TEXT SECTION Block Start

Northwest Territories curlers swept into town to take the top two spots of the Scotties YT/NWT Women's Championships held in Whitehorse over the weekend.
Skip Kerry Galusha led Northwest Territories team 2 – third Moses, second Wendy Miller and lead Shona Barbour – to the win after going 5-1 in the modified double round-robin format.
The Galusha rink ousted last year's winners NWT team 1, skipped by Sharon Cormier, along with players Tara Naugler, Medgan Cormier, Danielle Ellis, for a
berth to this year's nationals.
"This win, it's pretty special for a few reasons,” said an emotional Moses following her rink's 10-7 win over YT team 2 in Sunday's draw. "We didn't win last year … and I think of Whitehorse as my home club, because I grew up curling in the Yukon and won my first trip to the Scotties here.
"We were struggling with draw weight for the majority of the game, and when we were able to steal three points, that was a good confidence builder, plus it put us up two points coming home.”
Moses started her curling career in Mayo before competing as a junior in Whitehorse.
"We knew the competition was going to be tough,” Moses added. "We were confident because of all the work we put in this year, and we just knew that we could only get better and better as the weekend went on. It was a challenge, there are some really good teams here, in both the Hewitt rink and the Baldwin rink as well as the Cormier team.”
Sunday's other draw pitted NWT team 1 against YT team 1, skipped by Nicole Baldwin, with third Kerry Campbell, second Ladene Shaw second and lead Lisa Abel.
NWT team 1 downed YT team 1 10-9 in an extra end to avoid a tiebreaker.
The Cormier rink finished runners up with a 4-2 record, while the Baldwin rink finished third with a 2-4 record and the Hewitt rink finished 1-5.
A visibly disappointed Baldwin said her team curled "fairly well” throughout the weekend.
"There were a couple obviously missed opportunities. We played a lot of extra ends. So it just all came down to one rock,” Baldwin said. "It came down to a potential draw to the button.”
Her rink played extra ends in four of its six games.
"Extra ends are always tough, your team has to be right on and ready for it,” she said. "I feel we did very well this weekend, and we just keep climbing that mountain to reach our goal.”
Moses and Galusha have felt the sting of disappointment before. This year, the team decided to refocus.
"It's really special because Kerry (Galusha) and I and the rest of the girls worked really hard, and we're really looking forward to going to Charlottetown,” Moses said.
"We knew the competition was going to be tough and that we would have to work really hard.”
This year will mark Galusha's seventh trip to the national championships. Five of those trips were consecutive, she noted.
She said very little separated the four teams over the weekend.
"It was a struggle – three of our games we were behind points and we had to come back and play our best and I guess experience helped us pull through this weekend,” Galusha said.

TEXT SECTION Block End
INFORMATION SHOWN Block Start

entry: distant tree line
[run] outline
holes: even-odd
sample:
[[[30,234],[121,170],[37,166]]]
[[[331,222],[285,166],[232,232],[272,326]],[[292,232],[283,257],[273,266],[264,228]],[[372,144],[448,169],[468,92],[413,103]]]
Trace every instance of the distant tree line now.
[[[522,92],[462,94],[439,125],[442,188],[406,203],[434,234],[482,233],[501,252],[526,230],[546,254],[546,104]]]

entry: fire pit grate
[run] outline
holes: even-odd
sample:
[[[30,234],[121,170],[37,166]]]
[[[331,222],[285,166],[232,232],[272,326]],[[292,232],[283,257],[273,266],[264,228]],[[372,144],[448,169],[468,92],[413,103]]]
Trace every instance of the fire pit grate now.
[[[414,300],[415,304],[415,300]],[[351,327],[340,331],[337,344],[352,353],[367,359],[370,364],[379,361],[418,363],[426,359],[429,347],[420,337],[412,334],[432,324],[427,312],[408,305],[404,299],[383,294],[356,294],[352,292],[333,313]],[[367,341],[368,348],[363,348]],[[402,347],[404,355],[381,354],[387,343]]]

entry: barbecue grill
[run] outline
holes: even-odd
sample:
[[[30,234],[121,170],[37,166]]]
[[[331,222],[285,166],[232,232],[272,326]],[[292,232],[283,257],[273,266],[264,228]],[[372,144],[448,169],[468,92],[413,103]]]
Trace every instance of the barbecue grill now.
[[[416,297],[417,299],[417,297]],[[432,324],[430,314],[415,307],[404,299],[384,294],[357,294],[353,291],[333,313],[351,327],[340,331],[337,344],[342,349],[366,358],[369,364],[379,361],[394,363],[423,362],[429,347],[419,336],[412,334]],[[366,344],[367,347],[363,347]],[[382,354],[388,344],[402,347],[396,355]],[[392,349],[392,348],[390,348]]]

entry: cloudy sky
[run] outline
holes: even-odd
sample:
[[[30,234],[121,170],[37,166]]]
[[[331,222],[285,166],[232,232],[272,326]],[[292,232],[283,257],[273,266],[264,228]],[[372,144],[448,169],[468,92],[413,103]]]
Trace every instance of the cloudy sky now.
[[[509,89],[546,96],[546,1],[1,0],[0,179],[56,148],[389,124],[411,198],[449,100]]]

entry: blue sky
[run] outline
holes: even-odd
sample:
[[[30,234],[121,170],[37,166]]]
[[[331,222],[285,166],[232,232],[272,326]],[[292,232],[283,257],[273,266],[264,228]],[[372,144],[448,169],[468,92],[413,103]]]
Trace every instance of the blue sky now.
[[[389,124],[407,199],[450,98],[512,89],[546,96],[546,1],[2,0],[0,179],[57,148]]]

INFORMATION SHOWN Block End
INFORMATION SHOWN Block Start

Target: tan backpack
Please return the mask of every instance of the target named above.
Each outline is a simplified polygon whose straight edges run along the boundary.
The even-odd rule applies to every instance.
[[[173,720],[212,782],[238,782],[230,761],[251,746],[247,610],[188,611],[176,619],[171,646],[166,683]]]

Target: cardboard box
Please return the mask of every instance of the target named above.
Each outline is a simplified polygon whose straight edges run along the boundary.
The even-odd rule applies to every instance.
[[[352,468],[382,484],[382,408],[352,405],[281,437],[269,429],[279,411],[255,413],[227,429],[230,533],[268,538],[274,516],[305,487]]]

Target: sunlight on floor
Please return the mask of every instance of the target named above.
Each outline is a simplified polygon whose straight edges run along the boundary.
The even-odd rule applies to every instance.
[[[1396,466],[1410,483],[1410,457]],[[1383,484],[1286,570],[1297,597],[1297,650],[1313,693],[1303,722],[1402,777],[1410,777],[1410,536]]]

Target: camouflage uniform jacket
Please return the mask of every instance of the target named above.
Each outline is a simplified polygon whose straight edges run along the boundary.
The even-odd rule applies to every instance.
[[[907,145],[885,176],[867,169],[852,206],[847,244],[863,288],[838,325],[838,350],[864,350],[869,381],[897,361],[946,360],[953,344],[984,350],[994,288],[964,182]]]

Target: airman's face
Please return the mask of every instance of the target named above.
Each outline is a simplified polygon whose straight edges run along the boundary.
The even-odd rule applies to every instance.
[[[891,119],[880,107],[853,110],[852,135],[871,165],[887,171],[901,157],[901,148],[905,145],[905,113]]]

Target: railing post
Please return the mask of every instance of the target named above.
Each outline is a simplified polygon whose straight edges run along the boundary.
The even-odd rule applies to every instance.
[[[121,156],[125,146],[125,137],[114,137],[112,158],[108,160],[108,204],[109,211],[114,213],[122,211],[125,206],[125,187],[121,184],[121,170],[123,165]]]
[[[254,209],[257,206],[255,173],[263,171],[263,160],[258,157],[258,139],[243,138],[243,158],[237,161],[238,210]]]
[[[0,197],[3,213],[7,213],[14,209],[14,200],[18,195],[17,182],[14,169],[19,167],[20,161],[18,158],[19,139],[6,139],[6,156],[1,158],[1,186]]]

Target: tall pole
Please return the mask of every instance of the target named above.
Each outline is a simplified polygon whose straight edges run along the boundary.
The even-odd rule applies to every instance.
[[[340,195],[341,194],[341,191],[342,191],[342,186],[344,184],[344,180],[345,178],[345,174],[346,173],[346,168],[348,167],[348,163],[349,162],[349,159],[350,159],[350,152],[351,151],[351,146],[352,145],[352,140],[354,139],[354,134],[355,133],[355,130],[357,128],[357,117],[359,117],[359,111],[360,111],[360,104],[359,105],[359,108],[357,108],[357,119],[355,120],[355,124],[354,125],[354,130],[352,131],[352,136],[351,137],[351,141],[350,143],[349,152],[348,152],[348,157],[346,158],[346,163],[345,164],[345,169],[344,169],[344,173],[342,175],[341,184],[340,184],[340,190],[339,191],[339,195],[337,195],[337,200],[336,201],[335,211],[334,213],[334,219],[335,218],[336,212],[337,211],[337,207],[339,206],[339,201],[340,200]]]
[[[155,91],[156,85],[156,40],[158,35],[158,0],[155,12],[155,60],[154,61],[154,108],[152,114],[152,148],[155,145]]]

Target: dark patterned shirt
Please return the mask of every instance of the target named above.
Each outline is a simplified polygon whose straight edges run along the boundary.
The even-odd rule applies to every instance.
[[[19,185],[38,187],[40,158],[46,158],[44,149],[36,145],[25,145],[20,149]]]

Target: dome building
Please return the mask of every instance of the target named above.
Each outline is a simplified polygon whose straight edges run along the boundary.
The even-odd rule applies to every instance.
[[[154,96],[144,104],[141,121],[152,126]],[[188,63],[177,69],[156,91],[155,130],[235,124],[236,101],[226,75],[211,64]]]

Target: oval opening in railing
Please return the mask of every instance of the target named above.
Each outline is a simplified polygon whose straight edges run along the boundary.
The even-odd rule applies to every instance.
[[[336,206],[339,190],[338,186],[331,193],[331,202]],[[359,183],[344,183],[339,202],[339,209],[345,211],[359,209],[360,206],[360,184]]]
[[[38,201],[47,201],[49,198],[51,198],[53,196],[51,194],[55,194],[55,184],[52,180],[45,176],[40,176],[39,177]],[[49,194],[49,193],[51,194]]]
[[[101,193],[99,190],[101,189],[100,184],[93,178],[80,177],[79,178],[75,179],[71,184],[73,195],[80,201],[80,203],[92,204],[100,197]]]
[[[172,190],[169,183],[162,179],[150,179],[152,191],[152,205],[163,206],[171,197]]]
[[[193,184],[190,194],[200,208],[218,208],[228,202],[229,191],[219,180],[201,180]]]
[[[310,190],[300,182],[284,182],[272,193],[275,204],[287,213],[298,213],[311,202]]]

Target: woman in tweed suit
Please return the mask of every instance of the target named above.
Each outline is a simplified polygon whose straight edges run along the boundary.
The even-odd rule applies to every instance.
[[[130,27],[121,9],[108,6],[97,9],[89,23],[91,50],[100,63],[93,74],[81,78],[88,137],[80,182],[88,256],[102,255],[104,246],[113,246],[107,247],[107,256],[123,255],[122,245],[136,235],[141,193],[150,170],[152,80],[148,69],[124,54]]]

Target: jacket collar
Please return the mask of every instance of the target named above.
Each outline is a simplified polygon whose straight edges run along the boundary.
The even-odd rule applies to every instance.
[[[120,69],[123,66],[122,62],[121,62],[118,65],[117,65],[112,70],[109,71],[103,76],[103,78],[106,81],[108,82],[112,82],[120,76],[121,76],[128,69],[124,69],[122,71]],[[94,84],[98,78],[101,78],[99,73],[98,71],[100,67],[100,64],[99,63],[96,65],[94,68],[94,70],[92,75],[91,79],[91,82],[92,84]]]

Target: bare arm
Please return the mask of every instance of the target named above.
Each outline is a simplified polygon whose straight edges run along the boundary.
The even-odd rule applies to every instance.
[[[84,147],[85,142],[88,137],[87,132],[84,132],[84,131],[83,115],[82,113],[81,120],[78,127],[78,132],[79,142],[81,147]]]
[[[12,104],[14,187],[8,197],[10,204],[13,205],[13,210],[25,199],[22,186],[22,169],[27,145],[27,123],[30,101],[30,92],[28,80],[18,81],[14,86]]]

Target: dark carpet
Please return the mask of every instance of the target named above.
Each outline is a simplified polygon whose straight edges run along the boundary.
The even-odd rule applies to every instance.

INFORMATION SHOWN Block End

TASK DESCRIPTION -
Return everything in the curling article above from "Sunday's other draw" down to "avoid a tiebreaker.", copied word for word.

TASK RESPONSE -
Sunday's other draw pitted NWT team 1 against YT team 1, skipped by Nicole Baldwin, with third Kerry Campbell, second Ladene Shaw second and lead Lisa Abel.
NWT team 1 downed YT team 1 10-9 in an extra end to avoid a tiebreaker.